▶ Passage provided:
The agency’s first
line of defense was to insist on
what at first blush were minor
inconveniences: congressional staff
could not sit in their offices on
Capitol Hill—not even if secured and
cleared for the examination of
classified materials. Instead, they
had to travel to a CIA-leased
facility in suburban Virginia to do
so. Moreover, the investigators
could not use congressional staff
computers for these purposes.
Materials were to be installed on “a
stand-alone computer system”
furnished by the CIA but with its
own “network drive segregated from
CIA networks” and under the control
of the Senate. These requests seemed
innocuous, and consequently
Feinstein and her vice chair,
Missouri Sen. Kit Bond, agreed to
them. Later these measures would
provide cover for more devious
antics.
Before any materials
could be turned over, the CIA
insisted on its own review to be
certain that the documents were
relevant to the committee’s request
and were not subject to a claim of
executive privilege. As it turns
out, more than 6 million pages of
documents were covered by the Senate
request. It would take many months
to review them all—and that of
course meant a delay of many months
before the Senate researchers could
do so. The CIA, guided by its
lawyers, thus assumed a posture that
was common for American corporate
lawyers engaged in high-stakes
commercial litigation—“discovery
warfare.”
The adversary’s
requests for documents could not be
denied but could be slowed down,
complicated, and subjected to
privilege claims. But this was not a
billion-dollar battle between
corporate giants with comparable
legal rights. It was an exercise of
democratic process in which the
Senate was discharging its
constitutional duty of oversight
over an organ of the executive
branch, the CIA. The agency’s right
to assert claims of privilege was at
best legally doubtful, and its
insistence on the need to test the
materials for relevance was still
thinner gruel. Even if irrelevant,
the CIA would have no right to
withhold the documents from the
investigators. Moreover, the Senate,
and not the CIA, was the ultimate
judge of relevance for these
purposes.
Even more absurd,
in order to avoid wasting valuable
man-hours of CIA agents on this
review process, the CIA proposed
bringing in outside contractors—not
government employees—to complete it.

▶ Supplied information:
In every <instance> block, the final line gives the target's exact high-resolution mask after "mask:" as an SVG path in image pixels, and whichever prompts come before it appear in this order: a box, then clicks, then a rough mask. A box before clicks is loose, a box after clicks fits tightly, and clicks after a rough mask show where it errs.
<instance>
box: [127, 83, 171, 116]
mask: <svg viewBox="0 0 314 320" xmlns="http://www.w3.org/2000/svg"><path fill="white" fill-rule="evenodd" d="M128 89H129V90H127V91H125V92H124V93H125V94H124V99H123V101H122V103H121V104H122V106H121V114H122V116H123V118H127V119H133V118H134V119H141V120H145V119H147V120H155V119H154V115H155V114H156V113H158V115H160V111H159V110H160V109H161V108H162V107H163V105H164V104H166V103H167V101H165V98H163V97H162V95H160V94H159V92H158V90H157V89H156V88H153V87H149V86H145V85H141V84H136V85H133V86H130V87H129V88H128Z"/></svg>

▶ Exercise prompt: Return everything from "The agency’s first" down to "for these purposes." in the passage on the Senate's review of CIA documents, copied word for word.

▶ Exercise response:
The agency’s first
line of defense was to insist on
what at first blush were minor
inconveniences: congressional staff
could not sit in their offices on
Capitol Hill—not even if secured and
cleared for the examination of
classified materials. Instead, they
had to travel to a CIA-leased
facility in suburban Virginia to do
so. Moreover, the investigators
could not use congressional staff
computers for these purposes.